SELECTED TEXT
--- START ---
DALLAS – In the days since the fatal shooting of Botham Jean in his own apartment, part of the conversation has been around a May 2017 officer-involved shooting involving the same Dallas cop, Amber Guyger.
Sixteen months before Guyger claims she went to the wrong apartment and mistook Jean for a burglar, she fired her weapon during a physical altercation with a drug offender.
On May 12, 2017, undercover officers tipped off police that a wanted woman may have been at a home in the 8300 block of Reva Street in eastern Dallas, according to a police bulletin. Officers believed the woman was in the passenger seat of a car at the home, along with two other people.
Despite officers’ “repeated” demands to stay in the car, a man in the back seat got out of the car and “engaged in a physical confrontation” with officers, according to the bulletin. When he took one of the officer’s Taser, Guyger pulled out her gun and shot the suspect, who was later identified as then-46-year-old Uvaldo Perez.
It wasn’t clear if Perez took Guyger’s Taser or one belonging to another officer.
Perez was taken to the hospital in what was said to be “stable” condition, though he stayed in the hospital for at least three days after the shooting.
Perez was charged with taking an officer’s weapon – a felony – as well as possession of meth and possession of marijuana.
The 2017 shooting was presented to a Dallas County grand jury, and Guyger was no-billed, meaning she was cleared of any criminal charges in the case.
Fast forward to September of 2018, and Guyger is facing a manslaughter charge for the death of Botham Jean.
An arrest warrant affidavit alleges the shooting was a tragic accident in which Guyger, thinking she had arrived at her apartment after a 13-and-a-half-hour work day, saw the door slightly ajar and thought a figure inside the apartment was a burglar. She claims she yelled commands at Jean and shot him when he advanced toward her.
--- END ---
GIVEN ENTRIES
--- START ---
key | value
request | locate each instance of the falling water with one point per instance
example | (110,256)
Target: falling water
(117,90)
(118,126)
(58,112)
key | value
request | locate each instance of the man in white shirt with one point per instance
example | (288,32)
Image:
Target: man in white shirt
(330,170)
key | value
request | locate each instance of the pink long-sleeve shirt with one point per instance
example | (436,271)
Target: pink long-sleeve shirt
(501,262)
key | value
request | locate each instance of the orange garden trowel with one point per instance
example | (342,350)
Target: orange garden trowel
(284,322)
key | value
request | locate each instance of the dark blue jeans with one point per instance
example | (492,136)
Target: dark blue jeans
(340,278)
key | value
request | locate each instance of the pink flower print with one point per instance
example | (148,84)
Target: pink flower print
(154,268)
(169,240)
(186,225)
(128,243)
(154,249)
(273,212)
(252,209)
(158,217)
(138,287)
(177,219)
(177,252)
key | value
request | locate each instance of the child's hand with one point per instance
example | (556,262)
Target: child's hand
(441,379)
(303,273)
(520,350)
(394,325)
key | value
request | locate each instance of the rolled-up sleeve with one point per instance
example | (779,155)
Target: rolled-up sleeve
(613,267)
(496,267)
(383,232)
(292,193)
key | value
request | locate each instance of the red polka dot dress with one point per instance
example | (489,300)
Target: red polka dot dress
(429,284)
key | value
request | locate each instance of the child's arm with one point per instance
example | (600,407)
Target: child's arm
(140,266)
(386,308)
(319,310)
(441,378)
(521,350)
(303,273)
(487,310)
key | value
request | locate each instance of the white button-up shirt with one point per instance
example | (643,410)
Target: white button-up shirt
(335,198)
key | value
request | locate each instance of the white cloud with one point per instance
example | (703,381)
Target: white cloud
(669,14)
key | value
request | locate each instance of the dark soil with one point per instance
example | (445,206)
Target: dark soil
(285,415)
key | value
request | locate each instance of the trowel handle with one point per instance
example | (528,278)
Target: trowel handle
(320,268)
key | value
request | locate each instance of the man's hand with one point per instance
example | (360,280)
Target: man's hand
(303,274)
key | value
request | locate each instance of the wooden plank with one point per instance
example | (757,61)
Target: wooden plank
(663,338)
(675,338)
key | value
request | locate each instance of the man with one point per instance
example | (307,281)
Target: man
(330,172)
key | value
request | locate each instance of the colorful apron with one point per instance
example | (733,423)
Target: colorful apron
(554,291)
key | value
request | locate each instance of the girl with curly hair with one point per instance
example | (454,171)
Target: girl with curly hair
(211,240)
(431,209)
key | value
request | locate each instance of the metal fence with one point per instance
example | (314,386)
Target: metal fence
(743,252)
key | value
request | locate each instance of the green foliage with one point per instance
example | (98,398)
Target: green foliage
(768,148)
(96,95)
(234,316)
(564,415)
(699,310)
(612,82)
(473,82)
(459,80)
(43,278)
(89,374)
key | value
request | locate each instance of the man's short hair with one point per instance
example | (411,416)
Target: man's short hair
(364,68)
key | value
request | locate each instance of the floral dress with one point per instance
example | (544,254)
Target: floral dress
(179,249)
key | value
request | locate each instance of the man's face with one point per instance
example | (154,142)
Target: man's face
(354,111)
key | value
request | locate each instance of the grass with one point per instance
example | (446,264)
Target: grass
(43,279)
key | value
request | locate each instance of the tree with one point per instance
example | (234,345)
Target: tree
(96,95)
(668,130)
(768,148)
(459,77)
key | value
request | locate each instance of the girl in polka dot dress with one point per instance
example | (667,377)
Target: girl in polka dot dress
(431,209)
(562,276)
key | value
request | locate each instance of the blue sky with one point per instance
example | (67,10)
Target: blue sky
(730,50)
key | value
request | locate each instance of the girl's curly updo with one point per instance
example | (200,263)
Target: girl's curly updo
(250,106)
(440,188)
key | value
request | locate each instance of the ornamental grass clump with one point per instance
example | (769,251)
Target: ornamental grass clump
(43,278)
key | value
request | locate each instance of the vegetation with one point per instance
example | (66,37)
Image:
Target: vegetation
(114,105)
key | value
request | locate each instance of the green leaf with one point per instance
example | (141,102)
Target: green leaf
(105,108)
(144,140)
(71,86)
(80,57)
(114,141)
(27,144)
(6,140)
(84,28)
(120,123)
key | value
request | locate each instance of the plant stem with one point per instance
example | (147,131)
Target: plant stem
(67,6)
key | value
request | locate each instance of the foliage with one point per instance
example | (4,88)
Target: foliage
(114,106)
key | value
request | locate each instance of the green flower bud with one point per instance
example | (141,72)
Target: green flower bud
--- END ---
DIRECTIONS
Answer from the article about Amber Guyger:
(a) In which block and street was the home where the May 2017 incident took place?
(b) With what offenses was Uvaldo Perez charged?
(c) How long a work day does the arrest warrant affidavit say Guyger had worked before the shooting of Botham Jean?

ANSWER BELOW
(a) The 8300 block of Reva Street in eastern Dallas.
(b) Taking an officer's weapon (a felony), possession of meth, and possession of marijuana.
(c) A 13-and-a-half-hour work day.